■ Data provided
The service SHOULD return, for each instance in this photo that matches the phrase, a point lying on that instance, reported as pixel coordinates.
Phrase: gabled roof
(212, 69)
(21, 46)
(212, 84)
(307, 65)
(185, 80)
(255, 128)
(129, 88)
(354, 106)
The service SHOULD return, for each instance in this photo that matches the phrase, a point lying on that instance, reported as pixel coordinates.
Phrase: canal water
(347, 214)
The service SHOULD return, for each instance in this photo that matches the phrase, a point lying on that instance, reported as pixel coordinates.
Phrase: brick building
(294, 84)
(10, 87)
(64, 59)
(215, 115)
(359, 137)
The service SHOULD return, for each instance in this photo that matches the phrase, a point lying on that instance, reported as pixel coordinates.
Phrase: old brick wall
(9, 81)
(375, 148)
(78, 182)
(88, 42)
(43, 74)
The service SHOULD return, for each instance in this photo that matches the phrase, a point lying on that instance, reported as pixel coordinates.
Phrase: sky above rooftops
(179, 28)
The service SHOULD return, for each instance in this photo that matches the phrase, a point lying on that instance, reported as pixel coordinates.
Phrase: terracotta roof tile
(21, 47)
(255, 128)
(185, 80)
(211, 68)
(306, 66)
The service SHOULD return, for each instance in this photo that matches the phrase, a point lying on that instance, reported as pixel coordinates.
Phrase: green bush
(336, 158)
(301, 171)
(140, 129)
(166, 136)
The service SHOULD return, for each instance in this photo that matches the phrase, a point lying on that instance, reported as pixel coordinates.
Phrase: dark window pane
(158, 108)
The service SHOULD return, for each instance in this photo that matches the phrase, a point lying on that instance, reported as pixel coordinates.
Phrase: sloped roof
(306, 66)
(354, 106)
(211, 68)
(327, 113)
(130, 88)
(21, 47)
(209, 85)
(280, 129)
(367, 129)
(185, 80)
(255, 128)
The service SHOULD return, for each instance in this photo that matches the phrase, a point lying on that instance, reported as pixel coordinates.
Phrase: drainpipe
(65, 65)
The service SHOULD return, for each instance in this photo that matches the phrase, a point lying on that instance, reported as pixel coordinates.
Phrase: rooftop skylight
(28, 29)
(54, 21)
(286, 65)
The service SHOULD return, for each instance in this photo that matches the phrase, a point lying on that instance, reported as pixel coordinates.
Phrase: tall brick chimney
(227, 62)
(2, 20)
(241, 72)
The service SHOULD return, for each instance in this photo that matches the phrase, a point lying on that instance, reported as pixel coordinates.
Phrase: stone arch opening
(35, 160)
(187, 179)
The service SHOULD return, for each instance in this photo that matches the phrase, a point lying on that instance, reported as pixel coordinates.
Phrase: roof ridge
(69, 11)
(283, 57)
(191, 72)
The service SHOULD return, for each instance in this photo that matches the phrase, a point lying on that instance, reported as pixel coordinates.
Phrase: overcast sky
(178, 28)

■ Task directions
The exact wording of every entry above should be written out again.

■ Solution for this task
The service SHOULD return, for each instance in this photo that matches the phrase, a point lying on that instance, reported as pixel coordinates.
Phrase: gabled roof
(212, 69)
(21, 46)
(212, 84)
(307, 65)
(185, 80)
(255, 128)
(129, 88)
(354, 106)
The service SHOULD return, for each instance in this photo that matches the phrase, a point lying on that instance, reported as pixel coordinates.
Phrase: canal water
(347, 214)
The service SHOULD return, for each instance in this photo that matches the phrase, a point lying on that instance, reported as pixel coordinates.
Phrase: brick building
(294, 84)
(10, 87)
(64, 59)
(215, 115)
(359, 137)
The service SHOULD return, for each instance in this photo that matches the phrase, a point lying on that instance, reported as pixel coordinates.
Phrase: old brick wall
(9, 81)
(375, 148)
(78, 182)
(88, 42)
(43, 74)
The service SHOULD return, for each instance in this photo that matches the phrase, a point lying on that instance, reported as pixel coordinates.
Phrase: sky above rooftops
(179, 28)
The service SHOULD return, for each instance in this photo that matches the phrase, a point lying on that instance, reported as pixel coordinates.
Phrase: terracotta roof tile
(21, 47)
(255, 128)
(185, 80)
(211, 68)
(306, 66)
The service SHOULD return, for each instance in this photo that matches the phrase, a point lying on that instance, reported as pixel coordinates.
Phrase: green bush
(336, 158)
(301, 171)
(140, 129)
(166, 136)
The service SHOULD return, for each instance in this photo that matches the phrase, a point lying on that instance, reported as pixel coordinates.
Phrase: dark window pane
(158, 108)
The service SHOULD return, for each instance in this photo that matches the phrase, a point lying on that instance, reported as pixel coordinates.
Phrase: sloped roof
(306, 66)
(354, 106)
(211, 68)
(327, 113)
(130, 88)
(21, 47)
(209, 85)
(280, 129)
(367, 129)
(185, 80)
(255, 128)
The service SHOULD return, for each instance in this photo that matches the phrase, a point lying on that instance, reported as pixel coordinates.
Phrase: drainpipe
(65, 65)
The service SHOULD return, for each instance in this photo that matches the phrase, a point lying on that instance, reported as pixel coordinates.
Phrase: rooftop skylight
(28, 29)
(54, 21)
(286, 65)
The service SHOULD return, for each instance in this photo that matches the phrase, a point lying on that instance, reported as pixel coordinates.
Phrase: tall brick chimney
(227, 62)
(2, 20)
(241, 72)
The service SHOULD return, for each instance in this photo that matches the phrase, a point lying on that instance, reported as pixel coordinates.
Phrase: stone arch opening
(35, 160)
(187, 179)
The service SHOULD return, for each instance in this photo that matches the phrase, a point lying on that instance, reported as pixel coordinates.
Phrase: roof ridge
(69, 11)
(283, 57)
(191, 72)
The service SHOULD return, for each instance in this photo that matches the phrase, a point lying on that instance, reported as pixel coordinates.
Phrase: overcast sky
(178, 28)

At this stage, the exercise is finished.